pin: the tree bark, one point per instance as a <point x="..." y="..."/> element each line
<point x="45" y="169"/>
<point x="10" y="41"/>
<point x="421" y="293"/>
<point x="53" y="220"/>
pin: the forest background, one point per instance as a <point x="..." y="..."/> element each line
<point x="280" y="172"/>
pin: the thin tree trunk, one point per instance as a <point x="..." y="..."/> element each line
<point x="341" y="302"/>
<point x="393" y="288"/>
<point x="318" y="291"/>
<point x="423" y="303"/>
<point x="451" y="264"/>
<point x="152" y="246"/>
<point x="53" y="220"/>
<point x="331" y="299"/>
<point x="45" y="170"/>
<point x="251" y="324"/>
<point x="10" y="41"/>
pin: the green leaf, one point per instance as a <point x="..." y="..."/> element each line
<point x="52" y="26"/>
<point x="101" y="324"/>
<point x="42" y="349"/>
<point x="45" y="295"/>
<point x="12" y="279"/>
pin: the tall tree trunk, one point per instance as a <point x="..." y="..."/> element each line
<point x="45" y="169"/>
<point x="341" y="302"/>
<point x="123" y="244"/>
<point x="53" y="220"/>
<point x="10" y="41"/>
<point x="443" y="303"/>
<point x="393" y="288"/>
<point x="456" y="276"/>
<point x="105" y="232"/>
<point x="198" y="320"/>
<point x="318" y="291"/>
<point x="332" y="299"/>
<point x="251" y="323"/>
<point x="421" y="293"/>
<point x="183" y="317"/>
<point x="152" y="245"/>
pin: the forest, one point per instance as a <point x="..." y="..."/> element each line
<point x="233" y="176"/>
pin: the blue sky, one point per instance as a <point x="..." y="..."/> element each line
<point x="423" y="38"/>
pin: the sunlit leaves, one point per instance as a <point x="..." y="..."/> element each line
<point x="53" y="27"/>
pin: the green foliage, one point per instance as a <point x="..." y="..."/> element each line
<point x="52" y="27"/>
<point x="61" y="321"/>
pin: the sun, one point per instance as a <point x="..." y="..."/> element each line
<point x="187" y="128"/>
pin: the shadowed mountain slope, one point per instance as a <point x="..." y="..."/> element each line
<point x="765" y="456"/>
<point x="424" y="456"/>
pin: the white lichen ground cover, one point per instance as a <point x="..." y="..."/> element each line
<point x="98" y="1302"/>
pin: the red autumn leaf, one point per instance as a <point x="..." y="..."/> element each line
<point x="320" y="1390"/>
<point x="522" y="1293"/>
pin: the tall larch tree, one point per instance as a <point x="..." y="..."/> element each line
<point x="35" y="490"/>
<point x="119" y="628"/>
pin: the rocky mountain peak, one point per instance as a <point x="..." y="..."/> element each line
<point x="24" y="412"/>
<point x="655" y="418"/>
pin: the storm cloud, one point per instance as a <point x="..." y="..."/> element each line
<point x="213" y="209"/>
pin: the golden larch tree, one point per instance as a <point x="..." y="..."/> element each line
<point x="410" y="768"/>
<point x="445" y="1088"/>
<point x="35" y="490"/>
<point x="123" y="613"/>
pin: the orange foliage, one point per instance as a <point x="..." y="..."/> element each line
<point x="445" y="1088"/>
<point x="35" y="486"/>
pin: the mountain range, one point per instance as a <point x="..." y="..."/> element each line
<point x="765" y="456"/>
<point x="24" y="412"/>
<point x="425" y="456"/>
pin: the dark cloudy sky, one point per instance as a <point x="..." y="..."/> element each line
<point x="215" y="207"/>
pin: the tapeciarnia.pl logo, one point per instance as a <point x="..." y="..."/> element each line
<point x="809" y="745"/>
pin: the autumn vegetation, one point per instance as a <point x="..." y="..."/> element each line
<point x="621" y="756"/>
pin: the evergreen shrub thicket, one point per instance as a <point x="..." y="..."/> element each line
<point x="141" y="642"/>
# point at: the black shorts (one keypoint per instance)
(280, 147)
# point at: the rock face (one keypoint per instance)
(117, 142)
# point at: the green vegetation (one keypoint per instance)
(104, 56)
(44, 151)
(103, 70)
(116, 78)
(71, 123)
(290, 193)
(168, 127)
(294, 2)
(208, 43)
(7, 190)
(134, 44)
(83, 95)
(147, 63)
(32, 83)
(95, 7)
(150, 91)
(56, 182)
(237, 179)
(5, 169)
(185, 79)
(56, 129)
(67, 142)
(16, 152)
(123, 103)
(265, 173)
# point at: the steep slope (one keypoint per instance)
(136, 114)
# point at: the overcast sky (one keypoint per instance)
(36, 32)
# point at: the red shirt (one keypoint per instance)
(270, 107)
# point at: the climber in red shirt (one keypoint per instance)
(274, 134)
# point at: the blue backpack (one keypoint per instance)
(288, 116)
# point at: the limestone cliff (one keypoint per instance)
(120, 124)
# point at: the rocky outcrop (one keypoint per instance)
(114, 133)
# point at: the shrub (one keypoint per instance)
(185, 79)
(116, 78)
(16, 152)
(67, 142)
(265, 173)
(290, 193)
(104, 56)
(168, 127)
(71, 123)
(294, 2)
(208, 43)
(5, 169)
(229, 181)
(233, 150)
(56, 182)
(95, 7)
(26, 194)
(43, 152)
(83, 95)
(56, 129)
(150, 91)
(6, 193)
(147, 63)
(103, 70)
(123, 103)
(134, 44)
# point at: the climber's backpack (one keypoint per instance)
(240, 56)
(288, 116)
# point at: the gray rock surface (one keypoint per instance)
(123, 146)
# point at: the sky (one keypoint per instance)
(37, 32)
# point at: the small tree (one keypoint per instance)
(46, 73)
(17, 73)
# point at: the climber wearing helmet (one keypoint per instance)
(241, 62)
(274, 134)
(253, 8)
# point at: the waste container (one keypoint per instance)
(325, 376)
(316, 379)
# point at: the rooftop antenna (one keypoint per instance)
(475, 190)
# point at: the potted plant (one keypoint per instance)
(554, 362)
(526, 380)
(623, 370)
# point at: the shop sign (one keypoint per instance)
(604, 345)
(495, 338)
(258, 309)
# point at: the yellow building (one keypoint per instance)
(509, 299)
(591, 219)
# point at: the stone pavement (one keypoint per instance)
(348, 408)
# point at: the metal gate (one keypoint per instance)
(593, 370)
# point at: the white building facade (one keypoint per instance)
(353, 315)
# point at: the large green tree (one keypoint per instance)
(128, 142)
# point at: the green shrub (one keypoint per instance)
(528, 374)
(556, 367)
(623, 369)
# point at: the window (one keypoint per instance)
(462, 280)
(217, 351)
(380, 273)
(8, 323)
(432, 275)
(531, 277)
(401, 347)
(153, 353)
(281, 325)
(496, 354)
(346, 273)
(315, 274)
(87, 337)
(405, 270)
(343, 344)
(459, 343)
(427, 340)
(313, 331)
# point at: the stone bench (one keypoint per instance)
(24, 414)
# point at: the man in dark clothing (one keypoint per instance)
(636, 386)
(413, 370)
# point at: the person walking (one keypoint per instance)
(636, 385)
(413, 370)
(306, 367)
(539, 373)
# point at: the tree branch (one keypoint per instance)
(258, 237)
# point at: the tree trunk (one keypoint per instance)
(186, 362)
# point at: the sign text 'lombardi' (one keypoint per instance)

# # # # #

EXERCISE INSTRUCTIONS:
Each line of the material above needs to be quoted exactly, please.

OUTPUT:
pin: the tree bark, one point per instance as a <point x="..." y="..."/> element each line
<point x="45" y="169"/>
<point x="10" y="41"/>
<point x="421" y="293"/>
<point x="53" y="220"/>
pin: the forest background, one point per instance as a <point x="..." y="..."/> element each line
<point x="280" y="172"/>
pin: the thin tree trunk, one point per instance as a <point x="..." y="..."/> element each line
<point x="341" y="302"/>
<point x="393" y="288"/>
<point x="318" y="291"/>
<point x="423" y="303"/>
<point x="451" y="264"/>
<point x="152" y="246"/>
<point x="53" y="220"/>
<point x="331" y="299"/>
<point x="45" y="170"/>
<point x="251" y="324"/>
<point x="10" y="41"/>
pin: the green leaf, one point per instance as a <point x="..." y="..."/> element each line
<point x="52" y="26"/>
<point x="101" y="324"/>
<point x="42" y="349"/>
<point x="45" y="295"/>
<point x="12" y="279"/>
pin: the tall tree trunk, one point per instance as a <point x="..." y="..."/> element each line
<point x="45" y="169"/>
<point x="341" y="302"/>
<point x="123" y="244"/>
<point x="53" y="220"/>
<point x="10" y="41"/>
<point x="443" y="303"/>
<point x="393" y="288"/>
<point x="456" y="276"/>
<point x="105" y="232"/>
<point x="198" y="320"/>
<point x="318" y="291"/>
<point x="332" y="299"/>
<point x="251" y="323"/>
<point x="421" y="293"/>
<point x="183" y="317"/>
<point x="152" y="245"/>
pin: the forest, one point per instance as a <point x="..." y="..."/> element each line
<point x="233" y="176"/>
pin: the blue sky, one point per instance as a <point x="..." y="..."/> element each line
<point x="423" y="38"/>
pin: the sunlit leaves, one point per instance as a <point x="..." y="..."/> element each line
<point x="53" y="27"/>
pin: the green foliage, one point per instance as a <point x="..." y="..."/> element each line
<point x="52" y="27"/>
<point x="61" y="321"/>
pin: the sun, one point per instance as a <point x="..." y="..."/> element each line
<point x="187" y="128"/>
pin: the shadowed mountain slope, one point per instance as a <point x="..." y="..."/> element each line
<point x="765" y="456"/>
<point x="424" y="456"/>
pin: the white lichen ground cover, one point per instance as a <point x="..." y="..."/> element each line
<point x="98" y="1302"/>
pin: the red autumn leaf, one point per instance as a <point x="..." y="..."/> element each line
<point x="320" y="1390"/>
<point x="522" y="1293"/>
pin: the tall larch tree, one point per instance as a <point x="..." y="..."/> element each line
<point x="35" y="490"/>
<point x="119" y="628"/>
pin: the rocky mountain peak, one point per instance as a <point x="..." y="..."/> element each line
<point x="24" y="412"/>
<point x="655" y="418"/>
pin: the storm cloud, one point per instance as a <point x="..." y="..."/> element each line
<point x="213" y="209"/>
pin: the golden larch tree, one point per instance as a <point x="..." y="..."/> element each line
<point x="410" y="768"/>
<point x="445" y="1088"/>
<point x="35" y="490"/>
<point x="123" y="613"/>
pin: the orange foliage, one point per instance as a <point x="..." y="..."/> element each line
<point x="445" y="1088"/>
<point x="35" y="486"/>
pin: the mountain range, one point per instance as a <point x="..." y="..."/> element each line
<point x="765" y="456"/>
<point x="24" y="412"/>
<point x="425" y="456"/>
pin: the dark cloudy sky, one point per instance as a <point x="..." y="..."/> element each line
<point x="215" y="207"/>
pin: the tapeciarnia.pl logo, one point per instance as a <point x="..." y="..."/> element each line
<point x="809" y="745"/>
pin: the autumn vegetation, one point per instance as a <point x="..." y="..."/> element each line
<point x="621" y="756"/>
pin: the evergreen shrub thicket, one point per instance as a <point x="..." y="..."/> element each line
<point x="141" y="642"/>
# point at: the black shorts (one keypoint per instance)
(280, 147)
# point at: the rock face (one keypoint per instance)
(117, 142)
# point at: the green vegetation (one keypoint per instance)
(104, 56)
(44, 151)
(103, 70)
(116, 78)
(71, 123)
(290, 193)
(168, 127)
(294, 2)
(208, 43)
(7, 190)
(134, 44)
(83, 95)
(147, 63)
(32, 83)
(95, 7)
(150, 91)
(56, 182)
(237, 179)
(5, 169)
(185, 79)
(56, 129)
(67, 142)
(16, 152)
(123, 103)
(265, 173)
# point at: the steep slope (one keypoint per instance)
(136, 114)
# point at: the overcast sky (one keypoint per instance)
(36, 32)
# point at: the red shirt (one keypoint per instance)
(270, 107)
# point at: the climber in red shirt (one keypoint per instance)
(274, 134)
# point at: the blue backpack (one keypoint per instance)
(288, 116)
# point at: the limestone cliff (one keypoint per instance)
(120, 124)
# point at: the rocky outcrop (one keypoint per instance)
(114, 133)
# point at: the shrub (one keypoint per instance)
(185, 79)
(116, 78)
(16, 152)
(67, 142)
(265, 173)
(290, 193)
(104, 56)
(168, 127)
(71, 123)
(294, 2)
(208, 43)
(5, 169)
(229, 181)
(233, 150)
(56, 182)
(95, 7)
(26, 194)
(43, 152)
(83, 95)
(56, 129)
(150, 91)
(6, 193)
(147, 63)
(103, 70)
(123, 103)
(134, 44)
# point at: the climber's backpack (one keypoint per instance)
(240, 56)
(288, 116)
# point at: the gray rock surface (one keypoint per instance)
(123, 146)
# point at: the sky (one keypoint per instance)
(37, 32)
# point at: the small tree (one keypoint per instance)
(46, 73)
(17, 73)
# point at: the climber wearing helmet (one keypoint per instance)
(241, 62)
(274, 134)
(253, 8)
# point at: the waste container (one keypoint per instance)
(325, 376)
(316, 379)
# point at: the rooftop antenna (one keypoint per instance)
(475, 190)
# point at: the potted plant (one keypoint per instance)
(554, 362)
(526, 380)
(623, 370)
# point at: the shop sign (one keypoint per instance)
(604, 345)
(495, 338)
(258, 309)
# point at: the yellow building (one keypoint per instance)
(509, 299)
(591, 219)
# point at: the stone pavement (one keypoint per instance)
(348, 408)
# point at: the metal gate (one keypoint per instance)
(593, 370)
# point at: the white building facade (one keypoint per instance)
(353, 315)
# point at: the large green tree (one keypoint per instance)
(128, 142)
# point at: the green shrub (one keypoint per instance)
(528, 374)
(556, 367)
(623, 369)
# point at: the window (one keypoint per instance)
(462, 280)
(217, 351)
(380, 273)
(8, 323)
(432, 275)
(531, 277)
(401, 347)
(153, 353)
(281, 325)
(496, 354)
(346, 273)
(315, 274)
(87, 337)
(405, 270)
(343, 344)
(459, 343)
(427, 340)
(313, 331)
# point at: the stone bench (one keypoint per instance)
(24, 414)
# point at: the man in dark clothing (one keypoint per instance)
(636, 386)
(413, 370)
# point at: the person walking (one keypoint per instance)
(636, 385)
(413, 370)
(306, 367)
(539, 373)
# point at: the tree branch (one keypoint per instance)
(258, 237)
# point at: the tree trunk (one keypoint per instance)
(186, 362)
# point at: the sign text 'lombardi' (one keypoint per instance)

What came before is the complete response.